Record excerpts ▸
━━━━━━━━━━━━━━━━━━━━

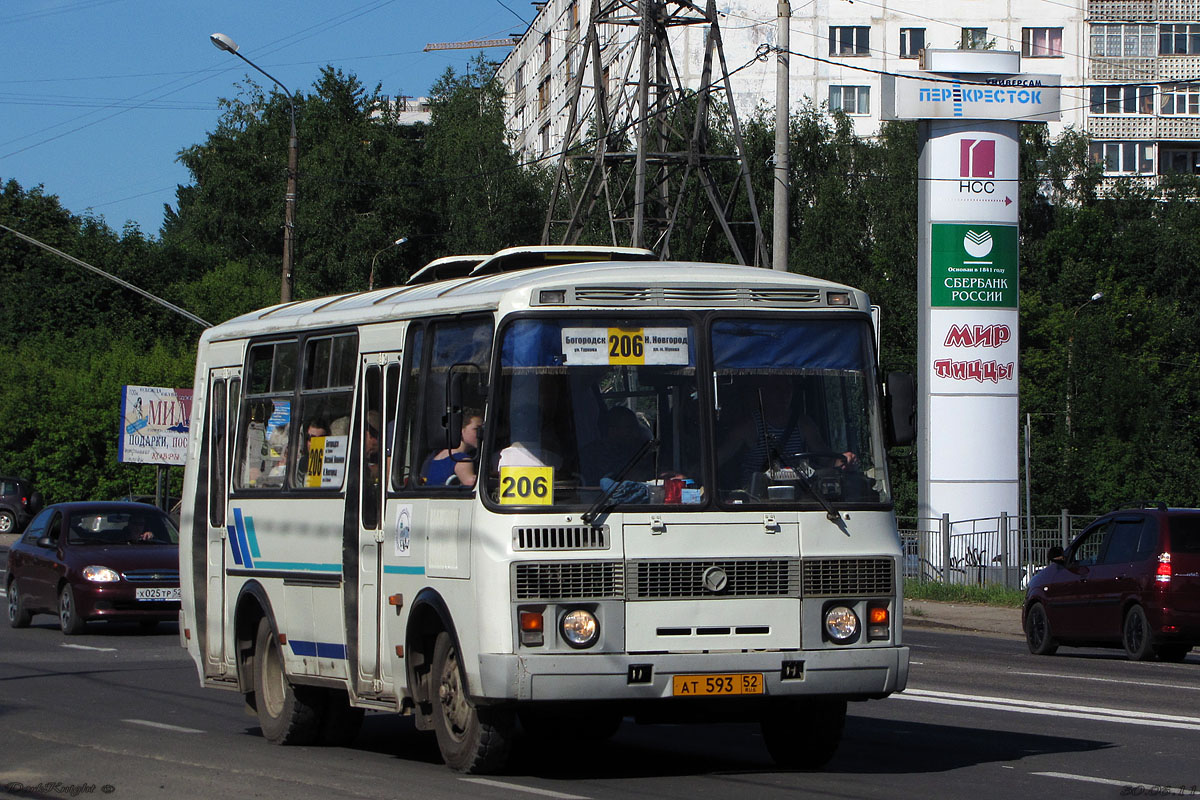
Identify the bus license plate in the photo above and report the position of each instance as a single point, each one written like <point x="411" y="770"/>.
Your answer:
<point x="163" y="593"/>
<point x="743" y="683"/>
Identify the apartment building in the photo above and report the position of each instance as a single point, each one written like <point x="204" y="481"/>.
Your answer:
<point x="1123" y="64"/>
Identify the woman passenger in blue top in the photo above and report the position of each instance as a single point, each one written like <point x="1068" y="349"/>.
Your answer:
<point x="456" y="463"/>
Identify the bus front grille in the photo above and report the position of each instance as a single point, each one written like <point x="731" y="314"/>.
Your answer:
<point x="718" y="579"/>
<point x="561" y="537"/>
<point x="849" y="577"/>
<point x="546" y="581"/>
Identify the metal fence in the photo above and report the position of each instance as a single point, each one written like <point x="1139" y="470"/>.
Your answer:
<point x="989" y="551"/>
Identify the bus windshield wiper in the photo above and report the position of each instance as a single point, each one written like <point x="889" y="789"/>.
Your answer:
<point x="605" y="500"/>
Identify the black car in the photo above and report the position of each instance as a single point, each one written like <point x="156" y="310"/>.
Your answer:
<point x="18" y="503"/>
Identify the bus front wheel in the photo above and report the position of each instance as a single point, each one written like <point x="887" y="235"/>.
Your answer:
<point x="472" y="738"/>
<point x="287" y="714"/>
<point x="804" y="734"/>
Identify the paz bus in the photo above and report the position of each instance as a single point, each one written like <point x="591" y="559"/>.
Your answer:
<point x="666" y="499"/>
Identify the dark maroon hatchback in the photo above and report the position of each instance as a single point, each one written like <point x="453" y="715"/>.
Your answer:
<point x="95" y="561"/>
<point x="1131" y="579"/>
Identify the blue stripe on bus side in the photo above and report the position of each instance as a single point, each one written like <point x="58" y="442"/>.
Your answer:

━━━━━━━━━━━━━━━━━━━━

Your task ▸ What lines above mention "front"? Copy each one.

Output of the task ▸
Identify the bus front grille in the photo above and report the position of each instance as a single point, each one written like <point x="731" y="314"/>.
Identify the bus front wheel in the photo above and report the position of each instance as a single point, each one written like <point x="887" y="235"/>.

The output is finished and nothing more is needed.